• Requirement:
Filter the records below down to lines containing "small".

• Data extracts:
━━━━━━━━━━━━━━━━

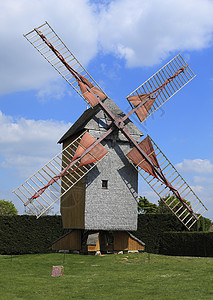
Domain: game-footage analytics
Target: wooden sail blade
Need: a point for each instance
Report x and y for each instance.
(51, 47)
(161, 87)
(190, 209)
(42, 190)
(137, 158)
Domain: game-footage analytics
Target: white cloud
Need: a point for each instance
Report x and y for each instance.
(200, 166)
(141, 32)
(145, 32)
(25, 145)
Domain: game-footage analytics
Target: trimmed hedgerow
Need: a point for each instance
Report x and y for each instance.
(26, 234)
(151, 229)
(187, 243)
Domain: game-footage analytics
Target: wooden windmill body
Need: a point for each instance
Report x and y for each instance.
(106, 198)
(95, 176)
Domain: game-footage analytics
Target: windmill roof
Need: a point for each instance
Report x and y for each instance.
(81, 123)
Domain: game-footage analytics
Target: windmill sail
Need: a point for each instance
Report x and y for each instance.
(189, 208)
(60, 174)
(51, 47)
(160, 87)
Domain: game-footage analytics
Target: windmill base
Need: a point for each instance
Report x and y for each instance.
(98, 242)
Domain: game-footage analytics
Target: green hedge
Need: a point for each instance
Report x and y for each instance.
(152, 226)
(151, 229)
(187, 243)
(26, 234)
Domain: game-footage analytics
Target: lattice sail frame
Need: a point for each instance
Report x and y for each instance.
(55, 191)
(159, 78)
(172, 175)
(50, 56)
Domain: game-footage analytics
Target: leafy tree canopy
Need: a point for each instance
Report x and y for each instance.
(7, 208)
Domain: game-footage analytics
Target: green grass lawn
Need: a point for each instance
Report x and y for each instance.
(127, 276)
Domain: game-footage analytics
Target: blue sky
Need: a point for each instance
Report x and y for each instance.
(121, 43)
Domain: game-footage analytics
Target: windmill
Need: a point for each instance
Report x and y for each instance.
(95, 176)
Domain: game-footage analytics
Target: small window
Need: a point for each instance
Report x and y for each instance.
(105, 184)
(102, 123)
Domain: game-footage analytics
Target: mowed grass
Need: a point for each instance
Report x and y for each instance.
(126, 276)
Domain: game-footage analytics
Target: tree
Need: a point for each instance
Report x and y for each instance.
(7, 208)
(146, 207)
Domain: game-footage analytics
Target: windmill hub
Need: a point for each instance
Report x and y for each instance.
(119, 123)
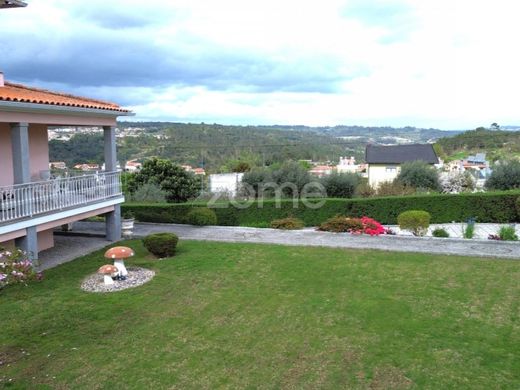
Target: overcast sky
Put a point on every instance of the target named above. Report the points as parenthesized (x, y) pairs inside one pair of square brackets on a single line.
[(449, 64)]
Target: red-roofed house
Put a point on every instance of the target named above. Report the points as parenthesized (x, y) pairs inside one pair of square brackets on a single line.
[(32, 204)]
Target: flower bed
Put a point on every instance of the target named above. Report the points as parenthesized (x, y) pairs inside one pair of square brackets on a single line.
[(16, 268)]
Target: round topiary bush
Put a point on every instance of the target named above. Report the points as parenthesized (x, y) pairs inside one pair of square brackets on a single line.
[(288, 223), (161, 244), (416, 221), (201, 216), (441, 233)]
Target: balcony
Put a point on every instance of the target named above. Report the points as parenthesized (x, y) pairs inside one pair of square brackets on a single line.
[(30, 200)]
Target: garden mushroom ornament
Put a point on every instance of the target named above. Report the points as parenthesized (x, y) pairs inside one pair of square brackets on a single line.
[(118, 254), (108, 270)]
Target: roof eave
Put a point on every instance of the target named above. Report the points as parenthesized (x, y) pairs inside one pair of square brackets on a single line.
[(60, 110), (12, 4)]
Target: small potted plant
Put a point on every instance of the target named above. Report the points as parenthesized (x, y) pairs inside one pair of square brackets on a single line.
[(127, 223)]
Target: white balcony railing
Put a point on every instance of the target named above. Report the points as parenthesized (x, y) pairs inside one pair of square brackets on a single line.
[(31, 199)]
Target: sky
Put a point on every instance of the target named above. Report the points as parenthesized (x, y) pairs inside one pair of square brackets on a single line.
[(448, 64)]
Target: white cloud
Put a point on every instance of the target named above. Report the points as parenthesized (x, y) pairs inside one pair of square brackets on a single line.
[(430, 63)]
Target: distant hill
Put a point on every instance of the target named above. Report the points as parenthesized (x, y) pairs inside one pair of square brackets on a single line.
[(498, 144), (213, 145)]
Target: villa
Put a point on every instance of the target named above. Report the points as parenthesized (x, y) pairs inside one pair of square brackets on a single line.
[(32, 203), (384, 162)]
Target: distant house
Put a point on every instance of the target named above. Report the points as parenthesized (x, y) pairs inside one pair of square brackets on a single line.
[(195, 171), (384, 162), (133, 166), (87, 167), (347, 165), (321, 170), (57, 165)]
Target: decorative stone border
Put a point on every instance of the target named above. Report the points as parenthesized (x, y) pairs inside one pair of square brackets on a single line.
[(136, 277)]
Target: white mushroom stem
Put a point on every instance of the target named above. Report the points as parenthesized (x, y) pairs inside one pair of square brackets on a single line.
[(120, 265)]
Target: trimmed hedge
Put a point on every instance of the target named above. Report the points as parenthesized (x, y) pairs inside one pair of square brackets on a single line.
[(497, 207), (161, 244), (201, 216)]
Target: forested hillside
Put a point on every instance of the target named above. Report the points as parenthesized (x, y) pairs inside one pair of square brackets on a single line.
[(497, 144), (217, 147)]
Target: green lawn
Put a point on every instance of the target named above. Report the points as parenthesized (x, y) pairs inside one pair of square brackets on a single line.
[(263, 316)]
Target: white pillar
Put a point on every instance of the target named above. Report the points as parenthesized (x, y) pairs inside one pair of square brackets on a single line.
[(22, 175), (112, 219)]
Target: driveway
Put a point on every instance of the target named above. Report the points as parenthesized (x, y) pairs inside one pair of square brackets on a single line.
[(310, 237)]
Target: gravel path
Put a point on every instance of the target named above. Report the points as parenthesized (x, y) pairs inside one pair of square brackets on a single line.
[(136, 277), (310, 237)]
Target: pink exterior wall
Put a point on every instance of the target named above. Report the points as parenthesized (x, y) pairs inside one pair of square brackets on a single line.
[(38, 150), (6, 159), (45, 240), (54, 119), (45, 235)]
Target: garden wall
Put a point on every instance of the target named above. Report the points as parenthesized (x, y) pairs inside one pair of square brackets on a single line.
[(496, 207)]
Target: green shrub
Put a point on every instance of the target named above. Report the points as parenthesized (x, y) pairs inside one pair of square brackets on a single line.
[(440, 232), (340, 185), (201, 216), (508, 233), (365, 190), (161, 244), (177, 184), (394, 188), (416, 221), (418, 174), (341, 224), (505, 176), (149, 192), (498, 207), (288, 223)]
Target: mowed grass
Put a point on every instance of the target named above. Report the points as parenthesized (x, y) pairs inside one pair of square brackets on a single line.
[(221, 315)]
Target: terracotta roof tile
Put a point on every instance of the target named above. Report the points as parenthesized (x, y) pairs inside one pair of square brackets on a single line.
[(21, 93)]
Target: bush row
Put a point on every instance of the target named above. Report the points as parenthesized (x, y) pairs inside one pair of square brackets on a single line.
[(486, 207)]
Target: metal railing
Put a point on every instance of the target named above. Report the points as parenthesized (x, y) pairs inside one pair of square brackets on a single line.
[(31, 199)]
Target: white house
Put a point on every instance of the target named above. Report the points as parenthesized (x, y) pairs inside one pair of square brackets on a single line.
[(384, 162), (347, 165)]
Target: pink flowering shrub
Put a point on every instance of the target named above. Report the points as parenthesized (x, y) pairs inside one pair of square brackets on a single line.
[(16, 268), (363, 225), (372, 227)]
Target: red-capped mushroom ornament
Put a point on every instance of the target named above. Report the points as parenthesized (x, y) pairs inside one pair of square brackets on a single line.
[(118, 254)]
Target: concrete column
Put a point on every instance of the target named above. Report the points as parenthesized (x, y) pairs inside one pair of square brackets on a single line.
[(29, 244), (20, 148), (112, 219), (21, 175), (113, 224), (109, 133)]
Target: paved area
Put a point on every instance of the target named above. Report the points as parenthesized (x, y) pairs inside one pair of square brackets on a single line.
[(67, 248), (310, 237)]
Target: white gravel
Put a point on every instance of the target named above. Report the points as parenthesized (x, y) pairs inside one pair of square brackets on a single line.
[(136, 277)]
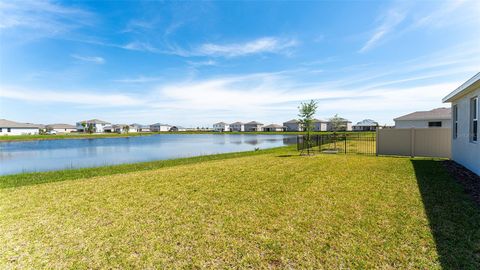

━━━━━━━━━━━━━━━━

• Worked solution:
Target: small window
Target: small potted plant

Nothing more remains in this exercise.